READING TEXT.
Media Diet: More books, less news

Four months ago, I took a break from the news. Partly from exhaustion. Partly because I realized how I wasn’t informed, I was entertained. Mostly because a friend challenged me — to limit inputs and consume slower; to be intentional about information consumption. And I challenge you: I’ll show you how you can learn more and avoid the outrage rollercoaster by going slower.

(Short on time? Skip to my tactical recommendations.)

Cutting news

Each of us has access to more information than we could reasonably use. We tell ourselves that it’s part of our job, that we have to be “on top of things,” and so we give up precious time to news reports, meetings, and other forms of feedback… We must stop this.

“If you wish to improve,” Epictetus once said, “be content to appear clueless or stupid in extraneous matters.”Ryan Holiday, Stillness is the Key

I had no TV habit, but consumed news in two major ways: web aggregators and podcasts. The Week, a fairly centrist publication with a Speed Reads section that includes tweet-sized stories of nearly everything that happens in the US, was my go-to. I had it bookmarked on my phone, and absent-mindedly visited over 20 times a day. The bite-sized headline habit was addictive: I subscribed to a drip of outrage, and felt I was informed. I was excellent at Wait Wait… Don’t Tell Me!’s Lightning Fill-in-the-Blank segment.

For all that attention, I was no better. I knew that Some-Politician Said Something and Some-Person Did Something. I felt informed. But, for what? What did it impact? The aggregate surely impacts voting, but that doesn’t happen often. Instead, I rode the daily highs and lows of outrage, hype, and commotion. Something’s always happening, little that matters.

It encouraged short-term thinking. There was always a crisis, always a threat. Everyone’s incentivized to create news in order to control the narrative. It’s not their fault, it’s ours. We give them permission to our attention.

So, I blocked my news site — easy.

GOAL A.
According to the media diet essay, how many times a day did the writer absent-mindedly visit The Week?

ROWS.
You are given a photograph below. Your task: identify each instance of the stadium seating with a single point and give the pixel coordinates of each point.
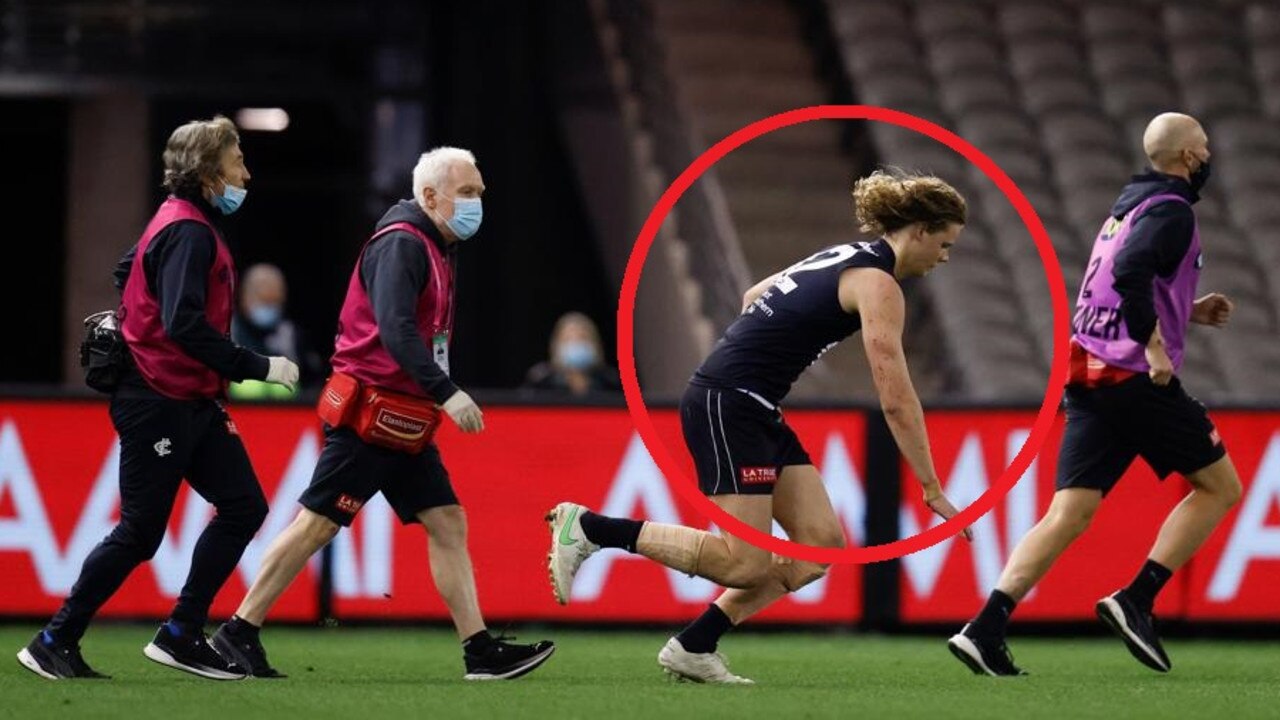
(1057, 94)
--
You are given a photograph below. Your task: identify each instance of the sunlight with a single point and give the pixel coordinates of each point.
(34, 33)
* * *
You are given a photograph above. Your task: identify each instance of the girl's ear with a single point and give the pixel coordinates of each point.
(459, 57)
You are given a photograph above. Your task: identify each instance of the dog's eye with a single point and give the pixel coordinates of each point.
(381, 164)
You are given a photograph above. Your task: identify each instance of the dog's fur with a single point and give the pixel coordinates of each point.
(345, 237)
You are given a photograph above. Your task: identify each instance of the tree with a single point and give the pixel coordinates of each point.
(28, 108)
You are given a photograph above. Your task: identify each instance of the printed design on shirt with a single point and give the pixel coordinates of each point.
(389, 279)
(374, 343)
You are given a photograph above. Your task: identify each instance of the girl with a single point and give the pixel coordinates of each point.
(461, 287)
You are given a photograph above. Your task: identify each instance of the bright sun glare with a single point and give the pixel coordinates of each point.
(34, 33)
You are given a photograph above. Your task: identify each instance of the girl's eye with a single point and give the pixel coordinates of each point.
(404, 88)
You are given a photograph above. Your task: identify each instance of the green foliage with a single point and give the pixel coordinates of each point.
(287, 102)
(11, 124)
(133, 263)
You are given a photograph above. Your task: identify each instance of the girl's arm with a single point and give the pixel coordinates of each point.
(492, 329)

GOAL B.
Collect every line of the listing above that contains the word "below".

RESPONSE A.
Over 20 times a day.

RESPONSE B.
You are given a photograph below. Your task: identify each instance of the stadium seating with a single point and give the pixel coordinates of each point.
You are given a photograph below. Your task: identify each instance of the sunlight with a single point and give the pixel coordinates of each point.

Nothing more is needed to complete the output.